Lines to restate from the data below: from the one containing "Target: sieve handle" to the one containing "like (354, 593).", both included. Give them again exactly, and only them.

### ENTRIES SHOWN
[Start of section]

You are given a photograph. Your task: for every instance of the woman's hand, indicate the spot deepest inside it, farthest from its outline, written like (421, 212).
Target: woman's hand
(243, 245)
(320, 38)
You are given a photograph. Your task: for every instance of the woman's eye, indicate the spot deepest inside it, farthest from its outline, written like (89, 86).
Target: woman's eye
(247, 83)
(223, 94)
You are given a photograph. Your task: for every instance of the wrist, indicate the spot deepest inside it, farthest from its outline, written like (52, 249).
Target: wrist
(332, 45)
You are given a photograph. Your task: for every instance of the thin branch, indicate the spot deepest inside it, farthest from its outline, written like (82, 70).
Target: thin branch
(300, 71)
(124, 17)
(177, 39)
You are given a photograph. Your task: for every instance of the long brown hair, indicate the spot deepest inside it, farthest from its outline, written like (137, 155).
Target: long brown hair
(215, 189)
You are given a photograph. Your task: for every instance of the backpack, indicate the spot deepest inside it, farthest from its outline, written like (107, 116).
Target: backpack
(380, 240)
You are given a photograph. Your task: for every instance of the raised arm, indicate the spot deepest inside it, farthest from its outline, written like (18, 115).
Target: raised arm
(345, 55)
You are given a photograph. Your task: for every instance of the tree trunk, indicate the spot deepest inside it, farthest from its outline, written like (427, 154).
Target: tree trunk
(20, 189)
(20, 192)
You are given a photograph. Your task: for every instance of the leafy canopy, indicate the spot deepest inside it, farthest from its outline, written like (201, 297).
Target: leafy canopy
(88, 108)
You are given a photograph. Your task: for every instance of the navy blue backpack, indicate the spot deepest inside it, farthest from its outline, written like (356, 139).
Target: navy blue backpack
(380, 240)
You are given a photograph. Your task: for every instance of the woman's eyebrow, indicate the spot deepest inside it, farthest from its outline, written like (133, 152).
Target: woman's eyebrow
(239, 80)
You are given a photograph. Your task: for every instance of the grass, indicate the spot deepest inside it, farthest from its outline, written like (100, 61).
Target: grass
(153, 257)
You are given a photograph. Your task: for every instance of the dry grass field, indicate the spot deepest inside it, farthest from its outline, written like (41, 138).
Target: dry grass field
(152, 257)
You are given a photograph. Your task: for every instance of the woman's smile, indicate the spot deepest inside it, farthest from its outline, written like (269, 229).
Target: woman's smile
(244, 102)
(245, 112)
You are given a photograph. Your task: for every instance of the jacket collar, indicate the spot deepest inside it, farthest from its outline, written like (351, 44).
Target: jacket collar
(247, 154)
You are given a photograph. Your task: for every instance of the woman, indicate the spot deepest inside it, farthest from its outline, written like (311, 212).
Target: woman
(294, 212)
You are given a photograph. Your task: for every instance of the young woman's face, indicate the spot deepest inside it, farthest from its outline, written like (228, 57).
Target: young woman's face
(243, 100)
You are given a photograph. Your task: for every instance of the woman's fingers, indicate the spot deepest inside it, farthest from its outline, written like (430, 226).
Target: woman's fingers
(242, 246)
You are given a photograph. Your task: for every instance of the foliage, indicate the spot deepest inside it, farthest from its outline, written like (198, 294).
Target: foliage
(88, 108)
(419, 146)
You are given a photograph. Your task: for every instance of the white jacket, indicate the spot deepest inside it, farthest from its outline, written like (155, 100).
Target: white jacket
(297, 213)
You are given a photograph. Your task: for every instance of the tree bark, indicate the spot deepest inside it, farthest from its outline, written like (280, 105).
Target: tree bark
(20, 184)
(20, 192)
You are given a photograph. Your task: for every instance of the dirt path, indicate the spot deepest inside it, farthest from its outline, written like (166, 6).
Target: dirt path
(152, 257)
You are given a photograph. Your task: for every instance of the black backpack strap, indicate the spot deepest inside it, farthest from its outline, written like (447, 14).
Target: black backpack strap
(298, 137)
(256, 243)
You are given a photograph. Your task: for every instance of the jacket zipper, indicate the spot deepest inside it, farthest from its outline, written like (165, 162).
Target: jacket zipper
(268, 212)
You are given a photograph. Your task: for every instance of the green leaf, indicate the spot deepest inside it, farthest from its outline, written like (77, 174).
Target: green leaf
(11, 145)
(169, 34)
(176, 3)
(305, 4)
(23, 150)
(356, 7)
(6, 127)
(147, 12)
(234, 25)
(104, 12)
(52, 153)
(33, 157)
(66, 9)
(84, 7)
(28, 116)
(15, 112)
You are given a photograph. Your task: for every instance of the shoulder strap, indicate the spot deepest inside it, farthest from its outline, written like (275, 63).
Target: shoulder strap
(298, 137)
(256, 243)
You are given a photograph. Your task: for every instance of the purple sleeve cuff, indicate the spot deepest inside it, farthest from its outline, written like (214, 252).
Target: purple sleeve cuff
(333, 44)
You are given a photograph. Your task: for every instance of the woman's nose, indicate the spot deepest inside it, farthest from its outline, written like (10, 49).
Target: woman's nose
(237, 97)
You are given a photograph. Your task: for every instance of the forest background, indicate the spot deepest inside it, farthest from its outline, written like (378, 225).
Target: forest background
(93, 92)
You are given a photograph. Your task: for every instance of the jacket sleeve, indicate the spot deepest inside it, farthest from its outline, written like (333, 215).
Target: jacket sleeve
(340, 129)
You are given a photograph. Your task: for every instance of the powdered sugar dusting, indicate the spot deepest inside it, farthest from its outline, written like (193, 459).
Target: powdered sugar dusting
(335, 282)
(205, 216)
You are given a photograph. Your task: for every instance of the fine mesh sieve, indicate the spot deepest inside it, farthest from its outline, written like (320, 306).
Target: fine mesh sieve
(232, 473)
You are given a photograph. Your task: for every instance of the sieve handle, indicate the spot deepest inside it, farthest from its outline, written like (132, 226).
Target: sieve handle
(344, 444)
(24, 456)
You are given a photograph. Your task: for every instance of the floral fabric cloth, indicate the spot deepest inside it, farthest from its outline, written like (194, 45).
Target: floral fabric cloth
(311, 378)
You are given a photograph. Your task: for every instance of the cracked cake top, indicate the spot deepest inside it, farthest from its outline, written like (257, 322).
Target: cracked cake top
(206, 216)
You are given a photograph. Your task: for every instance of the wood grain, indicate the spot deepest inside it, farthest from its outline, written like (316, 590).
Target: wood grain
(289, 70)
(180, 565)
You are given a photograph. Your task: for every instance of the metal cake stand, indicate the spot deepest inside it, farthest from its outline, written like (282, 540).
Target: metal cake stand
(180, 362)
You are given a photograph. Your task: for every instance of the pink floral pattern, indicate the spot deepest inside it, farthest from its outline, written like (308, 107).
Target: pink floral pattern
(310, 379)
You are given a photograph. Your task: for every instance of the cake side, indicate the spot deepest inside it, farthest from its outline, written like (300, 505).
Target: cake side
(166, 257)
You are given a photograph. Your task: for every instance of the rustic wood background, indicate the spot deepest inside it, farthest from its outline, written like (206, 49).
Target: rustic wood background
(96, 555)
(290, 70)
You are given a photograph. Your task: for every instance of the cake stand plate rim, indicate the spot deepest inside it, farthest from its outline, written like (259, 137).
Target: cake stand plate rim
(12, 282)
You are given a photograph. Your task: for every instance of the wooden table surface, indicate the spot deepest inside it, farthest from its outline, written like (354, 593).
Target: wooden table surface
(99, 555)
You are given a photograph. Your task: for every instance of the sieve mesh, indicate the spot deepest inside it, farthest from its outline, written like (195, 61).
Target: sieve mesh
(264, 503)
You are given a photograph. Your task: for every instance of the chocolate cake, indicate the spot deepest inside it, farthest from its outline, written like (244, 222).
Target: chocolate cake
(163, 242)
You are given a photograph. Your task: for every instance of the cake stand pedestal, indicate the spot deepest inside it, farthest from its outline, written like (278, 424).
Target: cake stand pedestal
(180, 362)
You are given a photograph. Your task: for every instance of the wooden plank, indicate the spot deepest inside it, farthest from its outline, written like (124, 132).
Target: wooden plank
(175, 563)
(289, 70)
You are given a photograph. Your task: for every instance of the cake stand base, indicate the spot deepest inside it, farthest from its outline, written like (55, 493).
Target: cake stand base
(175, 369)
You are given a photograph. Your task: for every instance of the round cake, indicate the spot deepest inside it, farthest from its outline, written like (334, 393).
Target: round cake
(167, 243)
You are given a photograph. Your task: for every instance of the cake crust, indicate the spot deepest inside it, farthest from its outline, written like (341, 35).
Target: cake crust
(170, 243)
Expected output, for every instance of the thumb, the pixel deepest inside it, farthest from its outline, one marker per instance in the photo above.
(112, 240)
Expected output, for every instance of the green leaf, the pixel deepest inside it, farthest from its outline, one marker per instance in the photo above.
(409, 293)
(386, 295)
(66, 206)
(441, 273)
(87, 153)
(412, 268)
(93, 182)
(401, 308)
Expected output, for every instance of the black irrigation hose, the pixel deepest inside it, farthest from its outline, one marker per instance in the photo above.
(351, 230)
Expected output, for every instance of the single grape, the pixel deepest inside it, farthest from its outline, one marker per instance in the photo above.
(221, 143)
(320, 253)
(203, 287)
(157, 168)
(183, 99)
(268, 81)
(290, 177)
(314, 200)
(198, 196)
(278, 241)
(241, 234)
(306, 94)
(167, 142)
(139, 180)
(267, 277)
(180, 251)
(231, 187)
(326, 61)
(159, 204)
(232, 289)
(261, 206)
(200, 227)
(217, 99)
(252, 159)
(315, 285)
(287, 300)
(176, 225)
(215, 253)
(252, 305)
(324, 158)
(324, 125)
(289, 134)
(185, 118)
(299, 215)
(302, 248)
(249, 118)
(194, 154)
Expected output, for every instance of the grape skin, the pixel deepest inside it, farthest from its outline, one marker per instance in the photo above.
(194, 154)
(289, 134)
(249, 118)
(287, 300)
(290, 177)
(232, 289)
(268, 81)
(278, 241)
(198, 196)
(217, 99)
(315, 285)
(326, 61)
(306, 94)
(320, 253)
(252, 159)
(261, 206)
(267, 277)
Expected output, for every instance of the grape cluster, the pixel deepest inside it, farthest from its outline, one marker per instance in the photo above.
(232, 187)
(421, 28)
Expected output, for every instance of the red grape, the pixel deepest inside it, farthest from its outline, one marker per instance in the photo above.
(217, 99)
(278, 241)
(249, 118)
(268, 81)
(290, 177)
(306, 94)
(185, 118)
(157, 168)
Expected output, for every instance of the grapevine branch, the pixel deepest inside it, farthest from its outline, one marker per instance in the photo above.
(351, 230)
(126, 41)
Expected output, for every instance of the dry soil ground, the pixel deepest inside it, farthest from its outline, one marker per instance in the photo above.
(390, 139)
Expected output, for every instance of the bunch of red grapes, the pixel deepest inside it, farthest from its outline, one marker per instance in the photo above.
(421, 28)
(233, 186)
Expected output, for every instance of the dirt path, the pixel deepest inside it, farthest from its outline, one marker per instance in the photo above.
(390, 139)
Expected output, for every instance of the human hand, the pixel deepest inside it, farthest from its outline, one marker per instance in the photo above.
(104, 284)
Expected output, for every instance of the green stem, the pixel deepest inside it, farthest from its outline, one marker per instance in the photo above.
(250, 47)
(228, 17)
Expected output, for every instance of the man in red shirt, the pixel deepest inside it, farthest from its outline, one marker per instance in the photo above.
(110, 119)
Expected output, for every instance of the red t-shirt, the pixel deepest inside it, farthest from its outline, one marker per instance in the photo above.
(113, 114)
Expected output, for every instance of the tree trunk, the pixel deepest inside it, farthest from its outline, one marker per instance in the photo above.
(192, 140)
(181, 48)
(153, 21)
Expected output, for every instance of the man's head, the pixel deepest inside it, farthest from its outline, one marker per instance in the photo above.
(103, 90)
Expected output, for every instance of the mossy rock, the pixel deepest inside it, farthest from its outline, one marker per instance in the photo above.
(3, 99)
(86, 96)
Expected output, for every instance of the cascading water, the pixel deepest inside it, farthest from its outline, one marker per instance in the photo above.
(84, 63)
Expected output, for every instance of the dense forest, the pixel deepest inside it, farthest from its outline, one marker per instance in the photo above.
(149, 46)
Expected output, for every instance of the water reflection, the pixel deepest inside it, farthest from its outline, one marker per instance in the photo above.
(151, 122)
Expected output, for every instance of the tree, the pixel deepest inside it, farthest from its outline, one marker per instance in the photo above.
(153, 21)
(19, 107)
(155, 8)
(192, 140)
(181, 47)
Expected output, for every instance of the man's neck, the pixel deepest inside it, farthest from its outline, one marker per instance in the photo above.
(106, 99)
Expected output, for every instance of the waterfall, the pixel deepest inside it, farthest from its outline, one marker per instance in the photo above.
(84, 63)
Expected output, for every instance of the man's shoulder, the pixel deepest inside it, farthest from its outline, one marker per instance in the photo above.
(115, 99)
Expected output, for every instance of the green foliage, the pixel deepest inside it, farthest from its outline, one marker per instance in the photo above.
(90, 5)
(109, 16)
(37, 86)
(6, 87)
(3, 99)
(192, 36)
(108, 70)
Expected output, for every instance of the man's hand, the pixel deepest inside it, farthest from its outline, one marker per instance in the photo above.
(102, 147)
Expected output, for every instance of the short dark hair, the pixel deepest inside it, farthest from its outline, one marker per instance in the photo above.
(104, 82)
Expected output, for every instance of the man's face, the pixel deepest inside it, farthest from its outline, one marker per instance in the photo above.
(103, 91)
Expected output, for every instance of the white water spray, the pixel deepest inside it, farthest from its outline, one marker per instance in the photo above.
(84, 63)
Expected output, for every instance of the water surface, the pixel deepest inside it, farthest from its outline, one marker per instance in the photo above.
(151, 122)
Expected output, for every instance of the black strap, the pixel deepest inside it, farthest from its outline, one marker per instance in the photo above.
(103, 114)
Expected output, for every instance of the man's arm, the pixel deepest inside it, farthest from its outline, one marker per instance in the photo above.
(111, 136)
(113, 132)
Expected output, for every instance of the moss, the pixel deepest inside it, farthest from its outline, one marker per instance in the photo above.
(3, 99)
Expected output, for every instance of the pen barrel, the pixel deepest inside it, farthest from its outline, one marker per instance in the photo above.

[End of section]

### ANSWER
Target: sieve handle
(344, 444)
(24, 456)
You are given a photograph. Your task: for every instance of the floral fabric cloth, indicate the spot deepest inside it, farthest from its outline, written like (194, 45).
Target: floral fabric cloth
(311, 378)
You are given a photograph. Your task: for every instance of the cracked cake top, indicate the spot deepest inside it, farthest from its outline, written like (257, 322).
Target: cracked cake top
(206, 216)
You are given a photograph. Your task: for every instance of the wood grain, indicate the spot deepest inside it, farthest from its outline, written like (316, 590).
Target: wood grain
(289, 70)
(180, 565)
You are given a photograph. Your task: for every instance of the metal cake stand, indicate the spot deepest inside it, farthest from its outline, written like (282, 540).
Target: metal cake stand
(180, 362)
You are given a photograph. Your task: for every instance of the pink floral pattern, indicate the spot deepest inside it, farthest from its outline, written like (308, 107).
Target: pink floral pattern
(310, 379)
You are given a photograph. Your task: for every instance of the cake side, indicate the spot deepest inside it, farthest from its outline, written like (300, 505).
Target: cake side
(166, 257)
You are given a photograph. Your task: for every instance of the rustic wood background, indicate the spot deepest inside it, farthest from its outline, written like (206, 49).
Target: rustic wood background
(96, 555)
(290, 70)
You are given a photograph. Your task: for every instance of the cake stand plate rim, indicate the spot deepest inside it, farthest from its outline, written like (259, 137).
Target: cake stand plate rim
(12, 282)
You are given a photograph. Your task: for every instance of the wooden table surface, indicate the spot deepest inside it, farthest from its outline, written like (354, 593).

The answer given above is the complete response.